The discussion of our results in the CD&A and other sections of this Proxy Statement includes reference to our EBIT, EBITB, Adjusted net income, Adjusted diluted earnings per share, Adjusted EBIT, Adjusted operating income, Adjusted operating income margin, Adjusted effective tax rate, Return on Invested Capital (ROIC), Average Operating Working Capital to Sales (AOWC/Sales), 3-year and 5-year Total Shareholder Return (TSR), Organic Sales, Cash Conversion and Free Cash Flow (FCF) performance. Some of these metrics are considered Non-GAAP financial measures, as management uses various GAAP and non-GAAP financial measures in assessing and evaluating our underlying operating performance. Non-GAAP financial measures exclude the impact of special items on our reported financial results. Non-GAAP financial measures should be read in conjunction with the generally accepted accounting principles in the United States (“GAAP”), as non-GAAP measures are a supplement to, and not a replacement for, GAAP financial measures. The following defines the financial and non-GAAP financial measures discussed in the CD&A and other sections of this Proxy Statement. Certain reclassifications have been made to prior year financial statements and financial measures to conform to current year classifications.

Provided material ->
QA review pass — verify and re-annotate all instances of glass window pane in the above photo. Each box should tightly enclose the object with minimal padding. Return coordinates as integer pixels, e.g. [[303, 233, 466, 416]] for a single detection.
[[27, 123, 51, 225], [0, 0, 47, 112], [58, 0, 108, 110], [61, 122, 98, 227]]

To be done -> Can you continue the proxy statement excerpt on non-GAAP financial measures from where it stops? The data has no connection to the proxy statement text.

The output ->
 

ADJUSTED DILUTED EARNINGS PER SHARE

Adjusted Diluted Earnings Per Share is defined as reported Diluted Earnings Per Share excluding certain disclosed special items.

 

ADJUSTED EBIT

Adjusted EBIT is defined as reported EBIT excluding certain disclosed special items.

 

ADJUSTED EFFECTIVE TAX RATE

Adjusted Effective Tax Rate is defined as reported Effective Tax Rate excluding the tax effect of certain disclosed special items.

 

ADJUSTED NET INCOME

Adjusted Net Income is defined as reported Net Income excluding certain disclosed special items.

 

ADJUSTED NET INCOME FOR COMPENSATION PURPOSES

Adjusted Net Income for Compensation Purposes is defined as reported Net Income excluding certain disclosed special items and other adjustments as approved by the Compensation and Executive Development Committee.

 

ADJUSTED OPERATING INCOME

Adjusted Operating Income is defined as reported Operating Income excluding certain disclosed special items.

 

ADJUSTED OPERATING INCOME MARGIN

Adjusted Operating Income Margin is defined as Adjusted Operating Income divided by Net sales.

 

AOWC/SALES

AOWC/Sales is defined as net operating working capital as of period end divided by annualized rolling three months of sales. Net operating working capital is defined as Accounts receivable plus Inventory less Trade accounts payable.



 
 

AOWC/SALES FOR COMPENSATION PURPOSES

AOWC/Sales for Compensation Purposes is defined as the three-month average operating working capital (gross accounts receivable plus gross inventory less trade accounts payable) divided by the rolling twelve-months of sales calculated at budgeted exchange rates and adjusted for the results of businesses acquired during the year.

 

CASH CONVERSION

Cash Conversion is defined as Free Cash Flow divided by Adjusted Net Income.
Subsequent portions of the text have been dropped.